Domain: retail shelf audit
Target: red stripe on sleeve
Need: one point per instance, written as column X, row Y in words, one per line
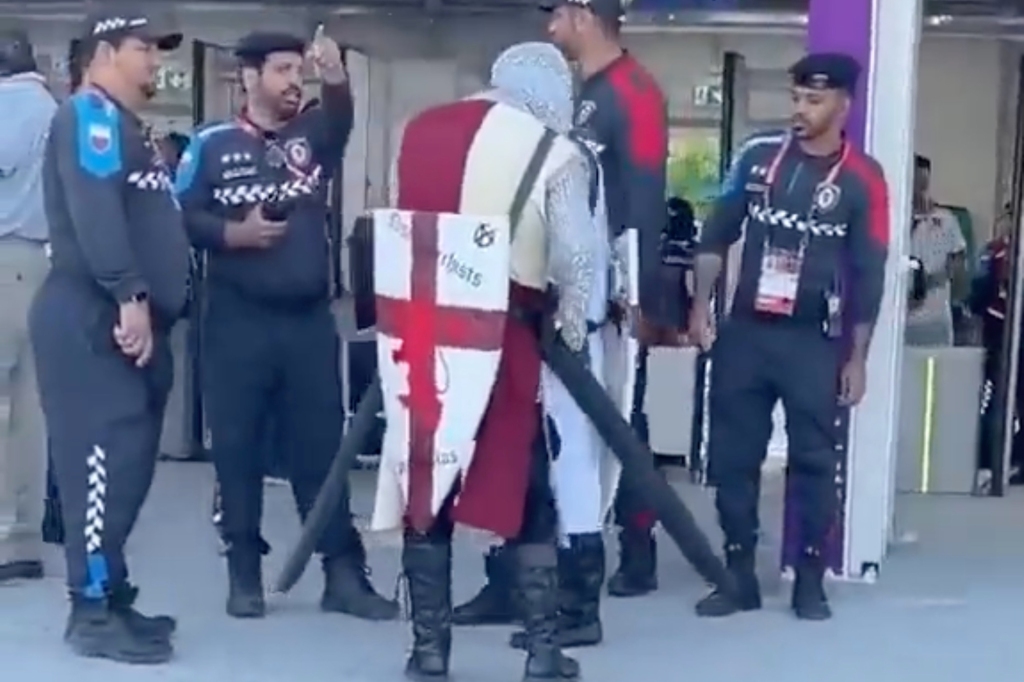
column 643, row 107
column 877, row 192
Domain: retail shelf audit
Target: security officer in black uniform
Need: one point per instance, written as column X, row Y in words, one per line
column 253, row 190
column 99, row 325
column 811, row 275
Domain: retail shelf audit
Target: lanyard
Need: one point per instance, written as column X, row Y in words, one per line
column 276, row 155
column 827, row 184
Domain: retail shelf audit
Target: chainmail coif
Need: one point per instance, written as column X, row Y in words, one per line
column 538, row 78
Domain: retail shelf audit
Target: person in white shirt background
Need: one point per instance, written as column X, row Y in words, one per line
column 938, row 245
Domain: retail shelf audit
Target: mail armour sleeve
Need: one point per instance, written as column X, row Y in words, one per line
column 331, row 124
column 868, row 240
column 572, row 247
column 643, row 141
column 88, row 150
column 195, row 193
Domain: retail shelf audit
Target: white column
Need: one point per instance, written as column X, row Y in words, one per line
column 892, row 98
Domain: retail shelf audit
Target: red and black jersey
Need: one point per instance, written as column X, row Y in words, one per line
column 623, row 111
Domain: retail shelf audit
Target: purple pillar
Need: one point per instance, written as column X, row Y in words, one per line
column 836, row 26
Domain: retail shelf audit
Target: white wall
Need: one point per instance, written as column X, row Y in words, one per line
column 962, row 87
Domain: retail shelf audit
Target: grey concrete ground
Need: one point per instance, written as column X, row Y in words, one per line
column 948, row 607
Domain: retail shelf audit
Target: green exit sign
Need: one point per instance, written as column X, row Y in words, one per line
column 708, row 95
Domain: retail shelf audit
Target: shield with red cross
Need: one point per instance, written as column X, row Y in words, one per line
column 441, row 285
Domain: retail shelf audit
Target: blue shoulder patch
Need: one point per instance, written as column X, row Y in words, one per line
column 735, row 179
column 189, row 164
column 98, row 124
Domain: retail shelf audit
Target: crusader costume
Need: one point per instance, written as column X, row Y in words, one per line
column 117, row 238
column 492, row 155
column 813, row 257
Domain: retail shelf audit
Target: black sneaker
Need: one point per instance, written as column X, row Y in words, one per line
column 95, row 632
column 347, row 590
column 245, row 576
column 20, row 570
column 809, row 600
column 637, row 573
column 747, row 593
column 122, row 601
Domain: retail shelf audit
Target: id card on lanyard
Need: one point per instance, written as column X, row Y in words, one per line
column 778, row 281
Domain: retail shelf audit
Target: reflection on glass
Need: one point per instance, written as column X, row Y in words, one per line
column 693, row 161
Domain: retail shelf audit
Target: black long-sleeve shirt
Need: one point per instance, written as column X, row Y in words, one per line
column 113, row 216
column 845, row 222
column 624, row 112
column 230, row 167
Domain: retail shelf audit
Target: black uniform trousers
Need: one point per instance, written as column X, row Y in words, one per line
column 103, row 417
column 755, row 364
column 262, row 363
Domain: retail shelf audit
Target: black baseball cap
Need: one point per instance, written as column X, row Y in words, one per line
column 826, row 71
column 612, row 10
column 253, row 48
column 111, row 22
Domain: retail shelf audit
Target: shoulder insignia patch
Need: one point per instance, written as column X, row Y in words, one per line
column 98, row 144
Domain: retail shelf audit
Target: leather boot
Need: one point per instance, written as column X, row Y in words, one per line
column 122, row 601
column 747, row 593
column 347, row 588
column 245, row 574
column 809, row 599
column 637, row 573
column 581, row 577
column 495, row 603
column 96, row 632
column 537, row 579
column 427, row 566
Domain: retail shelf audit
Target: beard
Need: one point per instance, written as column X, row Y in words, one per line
column 287, row 104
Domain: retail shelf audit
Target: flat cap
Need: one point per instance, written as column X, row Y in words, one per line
column 826, row 71
column 255, row 47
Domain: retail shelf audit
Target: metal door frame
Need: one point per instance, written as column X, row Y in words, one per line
column 732, row 66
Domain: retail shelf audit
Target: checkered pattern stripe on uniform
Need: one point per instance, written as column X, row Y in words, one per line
column 152, row 180
column 787, row 220
column 244, row 195
column 95, row 505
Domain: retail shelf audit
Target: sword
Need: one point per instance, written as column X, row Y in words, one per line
column 637, row 465
column 333, row 488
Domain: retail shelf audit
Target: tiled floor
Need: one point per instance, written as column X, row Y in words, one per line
column 948, row 607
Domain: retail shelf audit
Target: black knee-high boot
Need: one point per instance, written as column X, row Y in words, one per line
column 537, row 579
column 581, row 578
column 427, row 564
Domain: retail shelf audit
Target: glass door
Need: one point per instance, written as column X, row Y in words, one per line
column 732, row 107
column 216, row 96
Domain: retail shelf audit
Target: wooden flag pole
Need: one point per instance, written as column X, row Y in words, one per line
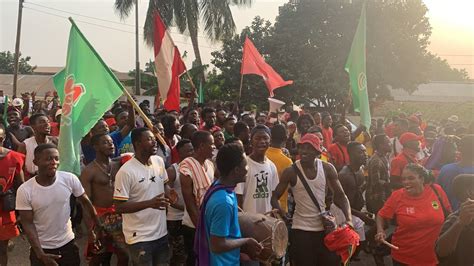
column 143, row 116
column 241, row 83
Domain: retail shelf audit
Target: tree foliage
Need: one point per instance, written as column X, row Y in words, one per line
column 187, row 16
column 7, row 63
column 310, row 41
column 440, row 70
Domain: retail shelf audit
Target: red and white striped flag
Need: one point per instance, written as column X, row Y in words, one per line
column 168, row 64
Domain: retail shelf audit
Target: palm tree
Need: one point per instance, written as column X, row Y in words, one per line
column 185, row 15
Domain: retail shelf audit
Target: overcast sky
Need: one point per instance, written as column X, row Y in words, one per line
column 44, row 36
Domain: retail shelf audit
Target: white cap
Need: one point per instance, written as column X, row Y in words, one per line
column 17, row 102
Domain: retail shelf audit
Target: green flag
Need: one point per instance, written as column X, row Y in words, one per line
column 201, row 93
column 5, row 111
column 87, row 88
column 355, row 66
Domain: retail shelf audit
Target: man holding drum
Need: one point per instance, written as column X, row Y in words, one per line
column 218, row 236
column 307, row 233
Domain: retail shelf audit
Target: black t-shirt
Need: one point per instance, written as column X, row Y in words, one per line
column 463, row 254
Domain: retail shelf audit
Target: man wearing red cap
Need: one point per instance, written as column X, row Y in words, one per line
column 307, row 232
column 411, row 146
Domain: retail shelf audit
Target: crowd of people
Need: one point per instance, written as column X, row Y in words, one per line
column 404, row 186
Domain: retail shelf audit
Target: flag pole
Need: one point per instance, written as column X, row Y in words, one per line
column 129, row 97
column 241, row 83
column 143, row 116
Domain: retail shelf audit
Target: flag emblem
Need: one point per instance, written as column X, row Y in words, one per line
column 362, row 81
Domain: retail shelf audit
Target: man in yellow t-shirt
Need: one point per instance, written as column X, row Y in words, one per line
column 277, row 156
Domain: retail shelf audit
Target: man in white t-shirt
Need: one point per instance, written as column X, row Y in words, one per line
column 255, row 193
column 44, row 206
column 196, row 176
column 141, row 195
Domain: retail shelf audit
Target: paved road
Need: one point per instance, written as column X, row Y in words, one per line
column 20, row 254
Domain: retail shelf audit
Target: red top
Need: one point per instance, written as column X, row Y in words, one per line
column 54, row 128
column 338, row 155
column 419, row 221
column 327, row 135
column 10, row 165
column 389, row 130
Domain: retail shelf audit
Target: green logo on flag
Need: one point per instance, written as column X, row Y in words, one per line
column 73, row 92
column 362, row 81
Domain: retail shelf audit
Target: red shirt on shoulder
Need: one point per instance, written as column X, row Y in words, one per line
column 338, row 155
column 327, row 135
column 419, row 221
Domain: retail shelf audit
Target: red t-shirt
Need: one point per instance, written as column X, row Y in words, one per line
column 419, row 220
column 54, row 129
column 327, row 135
column 338, row 155
column 389, row 130
column 10, row 165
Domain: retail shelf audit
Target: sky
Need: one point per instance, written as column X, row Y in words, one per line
column 45, row 30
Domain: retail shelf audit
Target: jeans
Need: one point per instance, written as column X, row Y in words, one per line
column 150, row 253
column 188, row 234
column 69, row 255
column 176, row 240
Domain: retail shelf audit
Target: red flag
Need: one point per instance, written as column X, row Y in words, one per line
column 168, row 64
column 253, row 63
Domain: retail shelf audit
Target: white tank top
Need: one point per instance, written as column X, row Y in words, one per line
column 173, row 213
column 307, row 216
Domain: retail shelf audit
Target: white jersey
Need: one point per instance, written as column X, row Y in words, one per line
column 136, row 182
column 307, row 216
column 262, row 179
column 50, row 206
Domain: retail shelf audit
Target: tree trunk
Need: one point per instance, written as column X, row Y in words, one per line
column 193, row 32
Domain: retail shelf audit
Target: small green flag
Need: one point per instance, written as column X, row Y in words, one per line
column 87, row 88
column 355, row 66
column 201, row 93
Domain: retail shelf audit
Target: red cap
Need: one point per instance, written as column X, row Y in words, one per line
column 110, row 121
column 414, row 119
column 406, row 137
column 313, row 140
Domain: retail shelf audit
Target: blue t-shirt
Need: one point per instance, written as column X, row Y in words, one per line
column 445, row 180
column 89, row 152
column 222, row 220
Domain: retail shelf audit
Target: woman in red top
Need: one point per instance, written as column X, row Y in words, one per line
column 419, row 217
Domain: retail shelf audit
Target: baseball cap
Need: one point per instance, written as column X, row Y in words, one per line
column 17, row 102
column 313, row 140
column 406, row 137
column 58, row 112
column 453, row 118
column 414, row 119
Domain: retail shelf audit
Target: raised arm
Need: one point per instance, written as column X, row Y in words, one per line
column 130, row 122
column 288, row 178
column 340, row 198
column 189, row 199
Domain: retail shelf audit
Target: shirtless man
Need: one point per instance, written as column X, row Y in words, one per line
column 98, row 183
column 20, row 132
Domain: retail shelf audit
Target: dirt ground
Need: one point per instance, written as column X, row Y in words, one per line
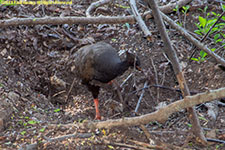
column 35, row 79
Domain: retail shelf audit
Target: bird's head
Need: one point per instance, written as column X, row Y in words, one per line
column 133, row 60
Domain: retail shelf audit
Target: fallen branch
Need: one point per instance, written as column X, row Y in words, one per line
column 95, row 5
column 84, row 20
column 60, row 138
column 125, row 145
column 171, row 53
column 162, row 114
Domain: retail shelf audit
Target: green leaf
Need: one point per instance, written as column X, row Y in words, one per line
column 42, row 130
column 219, row 40
column 213, row 49
column 195, row 59
column 214, row 13
column 57, row 110
column 203, row 54
column 202, row 21
column 216, row 36
column 189, row 125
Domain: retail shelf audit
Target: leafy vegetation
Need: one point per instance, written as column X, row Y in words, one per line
column 204, row 26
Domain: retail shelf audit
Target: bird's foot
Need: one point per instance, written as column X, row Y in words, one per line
column 110, row 82
column 97, row 117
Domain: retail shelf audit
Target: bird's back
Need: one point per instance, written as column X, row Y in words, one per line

----------

PROMPT: Wherever the string "jersey" occurs in the records above, copy that line.

ANSWER SPACE:
Target: red and black jersey
Target: white jersey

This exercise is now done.